[BEGIN]
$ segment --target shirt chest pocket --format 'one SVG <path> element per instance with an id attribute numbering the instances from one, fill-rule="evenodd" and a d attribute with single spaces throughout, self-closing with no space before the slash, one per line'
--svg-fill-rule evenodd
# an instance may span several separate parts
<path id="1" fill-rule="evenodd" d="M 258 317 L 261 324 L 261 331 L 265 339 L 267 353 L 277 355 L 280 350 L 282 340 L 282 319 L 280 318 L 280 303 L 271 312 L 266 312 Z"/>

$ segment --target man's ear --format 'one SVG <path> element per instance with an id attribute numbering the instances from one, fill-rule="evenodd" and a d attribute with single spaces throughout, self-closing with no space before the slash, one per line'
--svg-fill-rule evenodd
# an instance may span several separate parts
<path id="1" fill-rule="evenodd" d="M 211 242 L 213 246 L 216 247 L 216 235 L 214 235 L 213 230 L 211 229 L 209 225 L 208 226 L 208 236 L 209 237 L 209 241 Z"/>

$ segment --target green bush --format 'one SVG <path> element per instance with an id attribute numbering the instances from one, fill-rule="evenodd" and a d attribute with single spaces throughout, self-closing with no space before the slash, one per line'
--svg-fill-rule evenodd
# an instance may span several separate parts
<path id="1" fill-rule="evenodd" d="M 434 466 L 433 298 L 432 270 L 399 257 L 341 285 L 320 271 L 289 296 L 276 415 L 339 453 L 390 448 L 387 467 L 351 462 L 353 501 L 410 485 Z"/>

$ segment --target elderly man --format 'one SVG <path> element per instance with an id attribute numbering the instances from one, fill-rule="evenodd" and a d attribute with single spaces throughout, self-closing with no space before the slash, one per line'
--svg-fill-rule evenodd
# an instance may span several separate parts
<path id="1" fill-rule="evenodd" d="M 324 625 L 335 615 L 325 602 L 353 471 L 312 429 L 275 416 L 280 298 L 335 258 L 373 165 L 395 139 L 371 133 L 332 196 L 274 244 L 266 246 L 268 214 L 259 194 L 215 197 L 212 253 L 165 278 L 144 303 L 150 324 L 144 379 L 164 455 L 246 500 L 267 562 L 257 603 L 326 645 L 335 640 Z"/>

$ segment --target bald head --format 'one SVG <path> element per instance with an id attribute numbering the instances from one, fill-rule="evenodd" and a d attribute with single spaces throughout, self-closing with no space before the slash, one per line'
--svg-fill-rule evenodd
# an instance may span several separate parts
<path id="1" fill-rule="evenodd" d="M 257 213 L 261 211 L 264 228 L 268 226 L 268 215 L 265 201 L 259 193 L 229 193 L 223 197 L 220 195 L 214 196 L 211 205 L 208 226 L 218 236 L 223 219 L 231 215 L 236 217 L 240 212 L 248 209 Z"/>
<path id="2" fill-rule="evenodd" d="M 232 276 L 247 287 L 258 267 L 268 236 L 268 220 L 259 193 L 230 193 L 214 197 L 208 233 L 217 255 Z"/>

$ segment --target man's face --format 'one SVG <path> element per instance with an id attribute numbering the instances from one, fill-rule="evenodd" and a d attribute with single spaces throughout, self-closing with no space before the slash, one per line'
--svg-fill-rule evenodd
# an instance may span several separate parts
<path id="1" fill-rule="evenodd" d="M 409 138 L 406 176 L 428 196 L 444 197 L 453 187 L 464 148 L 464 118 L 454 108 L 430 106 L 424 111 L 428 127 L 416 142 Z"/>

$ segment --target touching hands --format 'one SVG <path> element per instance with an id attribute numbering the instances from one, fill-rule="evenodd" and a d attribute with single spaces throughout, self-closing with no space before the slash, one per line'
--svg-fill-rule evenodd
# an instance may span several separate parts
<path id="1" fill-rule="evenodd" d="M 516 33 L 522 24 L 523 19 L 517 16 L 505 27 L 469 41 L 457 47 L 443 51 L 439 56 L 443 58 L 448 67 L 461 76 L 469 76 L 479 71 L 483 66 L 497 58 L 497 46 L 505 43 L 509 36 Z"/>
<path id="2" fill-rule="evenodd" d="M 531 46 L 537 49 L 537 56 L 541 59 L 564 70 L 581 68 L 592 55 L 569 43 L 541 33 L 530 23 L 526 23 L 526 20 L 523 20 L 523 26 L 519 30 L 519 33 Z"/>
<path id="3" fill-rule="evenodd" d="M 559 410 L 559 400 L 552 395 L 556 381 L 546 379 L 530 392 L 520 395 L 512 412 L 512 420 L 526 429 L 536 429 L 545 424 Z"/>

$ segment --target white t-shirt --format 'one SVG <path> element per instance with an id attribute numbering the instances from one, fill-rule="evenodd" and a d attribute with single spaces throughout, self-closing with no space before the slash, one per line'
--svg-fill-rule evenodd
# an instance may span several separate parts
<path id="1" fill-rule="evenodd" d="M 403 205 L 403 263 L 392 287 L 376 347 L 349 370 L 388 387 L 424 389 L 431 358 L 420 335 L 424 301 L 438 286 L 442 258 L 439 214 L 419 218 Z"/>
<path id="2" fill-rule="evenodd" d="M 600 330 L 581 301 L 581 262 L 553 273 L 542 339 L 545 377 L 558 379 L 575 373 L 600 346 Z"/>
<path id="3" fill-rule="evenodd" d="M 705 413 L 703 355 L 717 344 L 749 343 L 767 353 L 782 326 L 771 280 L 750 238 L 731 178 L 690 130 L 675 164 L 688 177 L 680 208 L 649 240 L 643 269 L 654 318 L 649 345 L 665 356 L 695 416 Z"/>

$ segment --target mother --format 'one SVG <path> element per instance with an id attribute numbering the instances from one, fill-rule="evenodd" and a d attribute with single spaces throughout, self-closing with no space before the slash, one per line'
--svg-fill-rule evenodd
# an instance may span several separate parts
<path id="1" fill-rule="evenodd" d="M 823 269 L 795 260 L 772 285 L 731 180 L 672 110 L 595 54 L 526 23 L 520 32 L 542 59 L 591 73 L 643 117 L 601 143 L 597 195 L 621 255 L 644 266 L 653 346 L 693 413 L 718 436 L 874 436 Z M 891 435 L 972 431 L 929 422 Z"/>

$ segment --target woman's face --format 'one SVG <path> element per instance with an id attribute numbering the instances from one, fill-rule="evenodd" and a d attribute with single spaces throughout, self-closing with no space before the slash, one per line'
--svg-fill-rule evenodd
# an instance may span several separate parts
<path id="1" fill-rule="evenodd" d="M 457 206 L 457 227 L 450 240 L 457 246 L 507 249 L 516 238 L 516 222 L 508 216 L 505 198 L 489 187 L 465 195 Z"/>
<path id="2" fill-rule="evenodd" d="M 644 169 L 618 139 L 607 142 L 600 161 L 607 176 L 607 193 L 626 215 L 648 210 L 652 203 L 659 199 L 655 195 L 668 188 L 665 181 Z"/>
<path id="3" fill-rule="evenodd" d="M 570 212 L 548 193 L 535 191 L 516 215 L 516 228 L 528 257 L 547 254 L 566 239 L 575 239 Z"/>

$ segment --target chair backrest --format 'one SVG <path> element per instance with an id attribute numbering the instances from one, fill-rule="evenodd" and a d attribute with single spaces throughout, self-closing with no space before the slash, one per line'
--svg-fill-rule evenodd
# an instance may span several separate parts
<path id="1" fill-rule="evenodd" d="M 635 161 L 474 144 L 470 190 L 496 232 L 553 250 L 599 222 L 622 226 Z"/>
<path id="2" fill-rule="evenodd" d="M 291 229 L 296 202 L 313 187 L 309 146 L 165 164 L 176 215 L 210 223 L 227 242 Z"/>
[END]
Exercise.
Turn all the entries above into a numbered list with one line per item, and leave out the blank lines.

Answer to this problem.
1. $ segment --target shirt chest pocket --format 'one SVG <path> element per instance with an id attribute numbering the instances from one, fill-rule="evenodd" and a d attribute with single spaces throughout, self-closing with no space before the slash, one per line'
2. --svg-fill-rule evenodd
3. # an instance may span several separate parts
4. <path id="1" fill-rule="evenodd" d="M 258 317 L 261 324 L 261 331 L 265 339 L 267 353 L 277 355 L 280 350 L 282 340 L 282 319 L 280 318 L 280 303 L 271 312 L 266 312 Z"/>
5. $ segment --target man's ear --format 'one SVG <path> element per instance with an id attribute numbering the instances from one, fill-rule="evenodd" and a d attribute with single spaces throughout, self-closing with no space before the slash, one per line'
6. --svg-fill-rule evenodd
7. # an instance may span several separate parts
8. <path id="1" fill-rule="evenodd" d="M 211 242 L 213 246 L 216 247 L 216 235 L 214 235 L 213 230 L 211 229 L 209 225 L 208 226 L 208 236 L 209 237 L 209 241 Z"/>
9. $ segment --target green bush --format 'one SVG <path> element per instance with an id attribute numbering the instances from one, fill-rule="evenodd" and a d attribute with single spaces throughout, self-closing with no space before the slash, one per line'
10. --svg-fill-rule evenodd
11. # an instance may span several separate parts
12. <path id="1" fill-rule="evenodd" d="M 434 466 L 433 298 L 432 270 L 399 257 L 341 285 L 320 271 L 289 296 L 276 415 L 339 453 L 390 448 L 387 467 L 351 462 L 353 501 L 410 485 Z"/>
13. $ segment --target elderly man --format 'one SVG <path> element per instance with an id attribute numbering the instances from one, fill-rule="evenodd" and a d attribute with single spaces throughout, self-closing with no space before the slash, one per line'
14. --svg-fill-rule evenodd
15. # an instance may span several separate parts
16. <path id="1" fill-rule="evenodd" d="M 324 625 L 335 615 L 325 602 L 353 471 L 312 429 L 275 416 L 280 298 L 335 258 L 373 165 L 395 139 L 371 133 L 332 196 L 274 244 L 266 246 L 268 214 L 259 194 L 215 197 L 212 253 L 165 278 L 144 303 L 150 324 L 144 379 L 164 455 L 246 500 L 267 562 L 257 603 L 326 645 L 335 640 Z"/>
17. $ segment --target bald head --format 'one SVG <path> element per instance with an id attribute numbering the instances from one, fill-rule="evenodd" and a d attribute with single spaces throughout, self-closing with no space before the slash, one per line'
18. --svg-fill-rule evenodd
19. # an instance may span several separate parts
20. <path id="1" fill-rule="evenodd" d="M 257 213 L 261 211 L 264 228 L 268 226 L 268 215 L 265 201 L 259 193 L 229 193 L 223 197 L 220 195 L 214 196 L 211 205 L 208 226 L 218 236 L 223 219 L 231 215 L 236 217 L 240 212 L 248 209 Z"/>
21. <path id="2" fill-rule="evenodd" d="M 232 276 L 247 287 L 258 267 L 268 236 L 268 220 L 259 193 L 230 193 L 214 197 L 208 233 L 217 255 Z"/>
22. $ segment --target man's face --format 'one SVG <path> element per instance with an id attribute numbering the instances from one, fill-rule="evenodd" and a d attribute with single spaces throughout, self-closing with no space before the slash, one per line'
23. --svg-fill-rule evenodd
24. # an instance may span several separate parts
25. <path id="1" fill-rule="evenodd" d="M 409 138 L 406 176 L 428 196 L 444 197 L 453 187 L 464 148 L 464 118 L 454 108 L 430 106 L 424 111 L 428 127 L 416 142 Z"/>
26. $ segment --target touching hands --format 'one SVG <path> element per instance with an id attribute numbering the instances from one, fill-rule="evenodd" and a d attribute with single spaces throughout, self-closing with no space before the slash, one per line'
27. --svg-fill-rule evenodd
28. # an instance may span several separate parts
29. <path id="1" fill-rule="evenodd" d="M 516 33 L 522 24 L 523 19 L 517 16 L 505 27 L 469 41 L 457 47 L 443 51 L 439 56 L 443 58 L 448 67 L 461 76 L 469 76 L 479 71 L 483 66 L 497 58 L 497 46 L 505 43 L 509 36 Z"/>
30. <path id="2" fill-rule="evenodd" d="M 531 46 L 537 49 L 537 56 L 541 59 L 564 70 L 581 68 L 592 55 L 569 43 L 541 33 L 530 23 L 526 23 L 526 20 L 523 20 L 523 26 L 519 30 L 519 33 Z"/>
31. <path id="3" fill-rule="evenodd" d="M 559 410 L 559 400 L 552 395 L 556 381 L 546 379 L 530 392 L 520 395 L 512 412 L 512 420 L 526 429 L 536 429 L 545 424 Z"/>
32. $ segment --target white t-shirt --format 'one SVG <path> element per instance with an id attribute numbering the instances from one, fill-rule="evenodd" and a d attribute with single spaces throughout, self-closing with no space before the slash, one per line'
33. --svg-fill-rule evenodd
34. # an instance may span several separate parts
35. <path id="1" fill-rule="evenodd" d="M 403 205 L 403 263 L 392 287 L 376 347 L 349 370 L 388 387 L 424 389 L 431 358 L 420 335 L 424 301 L 438 286 L 442 258 L 439 214 L 419 218 Z"/>
36. <path id="2" fill-rule="evenodd" d="M 600 330 L 581 301 L 581 262 L 553 273 L 542 339 L 545 377 L 558 379 L 575 373 L 600 346 Z"/>
37. <path id="3" fill-rule="evenodd" d="M 705 413 L 703 355 L 717 344 L 749 343 L 767 353 L 782 326 L 771 280 L 750 238 L 731 178 L 690 130 L 675 164 L 688 177 L 680 208 L 649 240 L 643 269 L 654 318 L 649 345 L 665 356 L 695 416 Z"/>
38. $ segment --target mother --format 'one SVG <path> element per instance with an id attribute numbering the instances from one, fill-rule="evenodd" and a d attribute with single spaces throughout, self-closing with no space before the slash, one per line'
39. --svg-fill-rule evenodd
40. # an instance may span several separate parts
41. <path id="1" fill-rule="evenodd" d="M 823 269 L 795 260 L 772 285 L 731 180 L 672 110 L 595 54 L 526 23 L 520 32 L 542 59 L 591 73 L 643 117 L 601 143 L 597 195 L 621 255 L 644 266 L 653 346 L 693 413 L 718 436 L 874 436 Z M 891 435 L 972 431 L 929 422 Z"/>
42. $ segment --target woman's face --format 'one SVG <path> element per instance with an id attribute numbering the instances from one, fill-rule="evenodd" and a d attribute with single spaces throughout, self-closing with no space before the slash, one per line'
43. --svg-fill-rule evenodd
44. # an instance may span several separate parts
45. <path id="1" fill-rule="evenodd" d="M 457 206 L 457 227 L 450 240 L 457 246 L 507 249 L 516 238 L 516 222 L 508 216 L 505 198 L 489 187 L 465 195 Z"/>
46. <path id="2" fill-rule="evenodd" d="M 644 169 L 618 139 L 607 142 L 600 161 L 607 176 L 607 193 L 626 215 L 648 210 L 652 203 L 659 199 L 655 195 L 668 188 L 665 181 Z"/>
47. <path id="3" fill-rule="evenodd" d="M 570 212 L 548 193 L 535 191 L 516 215 L 516 228 L 528 257 L 547 254 L 566 239 L 575 239 Z"/>
48. $ segment --target chair backrest --format 'one SVG <path> element per instance with an id attribute numbering the instances from one, fill-rule="evenodd" and a d attribute with single spaces throughout, self-closing with no space before the slash, one per line'
49. --svg-fill-rule evenodd
50. # an instance may span several separate parts
51. <path id="1" fill-rule="evenodd" d="M 635 161 L 474 144 L 470 190 L 496 232 L 553 250 L 599 222 L 622 226 Z"/>
52. <path id="2" fill-rule="evenodd" d="M 291 229 L 296 202 L 313 187 L 309 146 L 165 164 L 176 215 L 210 223 L 227 242 Z"/>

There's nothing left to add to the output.